Figure 1 is an elevation view in cross-section of a drilling system 10
according to an
embodiment. Drilling system 10 includes a drilling rig 22, which may include a
rotary
table 26, a top drive unit 28, a hoist 29, and other equipment necessary for
drilling a
wellbore in the earth. Drilling system 10 may include an offshore platform 20,
such as a
tension leg platform, spar, semi-submersible, or drill ship. However, drilling
system 10
may be a land drilling system or any other drilling system capable of forming
a wellbore
extending through one or more downhole formations.
Drilling rig 22 may be located generally above a well head 24, which in the
case of an
offshore location is located at the sea bed and is connected to drilling rig
22 via a riser 25.
Riser 25 allows drill pipes, casing, tubing, and other tools or devices to be
run into and out
of the wellbore 27. Blowout preventers 30 and/or a Christmas tree assembly
(not
illustrated) may be provided atop well head 24.
Figure 2 is an axial cross section of a portion of well head 24 of Figure 1
according to an
embodiment. Figures 3A and 3B combined are an exploded view of Figure 2.

= TASKS TO COMPLETE =
**A)** Return the section of the drilling system description starting with "Riser 25 allows" and going on through "of Figure 2.", word for word.
**B)** Retype every one of the rows under Source data line for line, keeping each character as it appears.

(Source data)
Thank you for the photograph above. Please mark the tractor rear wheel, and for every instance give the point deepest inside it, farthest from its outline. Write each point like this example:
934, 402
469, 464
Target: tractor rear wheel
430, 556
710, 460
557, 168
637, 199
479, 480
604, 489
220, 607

= SOLUTION SET =
**A)**
Riser 25 allows drill pipes, casing, tubing, and other tools or devices to be
run into and out
of the wellbore 27. Blowout preventers 30 and/or a Christmas tree assembly
(not
illustrated) may be provided atop well head 24.
Figure 2 is an axial cross section of a portion of well head 24 of Figure 1
according to an
embodiment. Figures 3A and 3B combined are an exploded view of Figure 2.

**B)**
Thank you for the photograph above. Please mark the tractor rear wheel, and for every instance give the point deepest inside it, farthest from its outline. Write each point like this example:
934, 402
469, 464
Target: tractor rear wheel
430, 556
710, 460
557, 168
637, 199
479, 480
604, 489
220, 607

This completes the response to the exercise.